Set of tasks
1 > Answer these questions using the post about limma.
(a) Which tool did the writer try before moving to Limma?
(b) Which three variables does the writer have to adjust the model for?
(c) Which comparison does the writer want to find differentially expressed genes for?
2 > List every distinct function that the code in the post about limma calls, naming each one once.
3 > From the post about limma, pull out the passage starting at "# Estimate linear" and ending at "duplicateCorrelation(vobj, design, block=metadata$INDIVIDUAL)", and copy it word for word.

Text block
Dear all,
After some attempts with DESEQ2, I have now moved to Limma to solve my issue with 3 samples per individual in my Differential Expression Analysis. I have to adjust my model for age, sample site and diagnosis. I am interested in differentially expressed genes in sex (male versus female).
I followed this tutorial under "Limma Analysis": https://bioc.ism.ac.jp/packages/3.14/bioc/vignettes/variancePartition/inst/doc/dream.html
I wonder if this code makes sense now, I dont quite understand why sometimes people put "~0 + AGE.GROUP + ..." What is the +0 doing, is it fine without?
# apply duplicateCorrelation is two rounds
design = model.matrix( ~ AGE.GROUP + SAMPLE.SITE + DIAGNOSIS + SEX, metadata)
vobj_tmp = voom( geneExpr, design, plot=FALSE)
dupcor <- duplicateCorrelation(vobj_tmp,design,block=metadata$INDIVIDUAL)
# run voom considering the duplicateCorrelation results
# in order to compute more accurate precision weights
# Otherwise, use the results from the first voom run
vobj = voom( geneExpr, design, plot=FALSE, block=metadata$INDIVIDUAL, correlation =dupcor$consensus)
# Estimate linear mixed model with a single variance component
# Fit the model for each gene,
#dupcor <- duplicateCorrelation(vobj, design, block=metadata$INDIVIDUAL)
# But this step uses only the genome-wide average for the random effect
fitDupCor <- lmFit(vobj, design, block=metadata$INDIVIDUAL, correlation=dupcor$consensus)
# Fit Empirical Bayes for moderated t-statistics
fitDupCor <- eBayes( fitDupCor )
Thank you so much, Bine
Thank you very much for this explanation.

Records provided
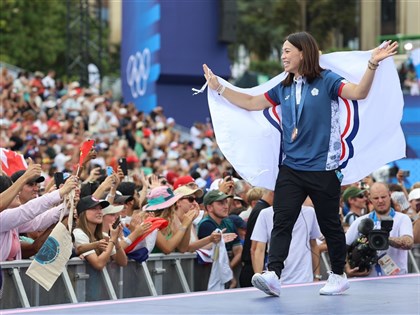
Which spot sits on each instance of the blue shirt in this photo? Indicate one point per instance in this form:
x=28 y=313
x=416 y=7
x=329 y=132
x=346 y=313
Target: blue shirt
x=317 y=146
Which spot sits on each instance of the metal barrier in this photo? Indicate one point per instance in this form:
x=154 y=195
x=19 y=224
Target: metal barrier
x=160 y=274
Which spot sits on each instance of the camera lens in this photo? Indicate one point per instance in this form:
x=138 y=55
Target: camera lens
x=378 y=240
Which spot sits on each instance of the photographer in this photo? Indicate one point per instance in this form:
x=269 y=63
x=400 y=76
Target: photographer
x=382 y=262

Solutions in order
1 >
(a) DESEQ2
(b) Age, sample site and diagnosis
(c) Sex (male versus female)

2 > model.matrix, voom, duplicateCorrelation, lmFit, eBayes

3 >
# Estimate linear mixed model with a single variance component
# Fit the model for each gene,
#dupcor <- duplicateCorrelation(vobj, design, block=metadata$INDIVIDUAL)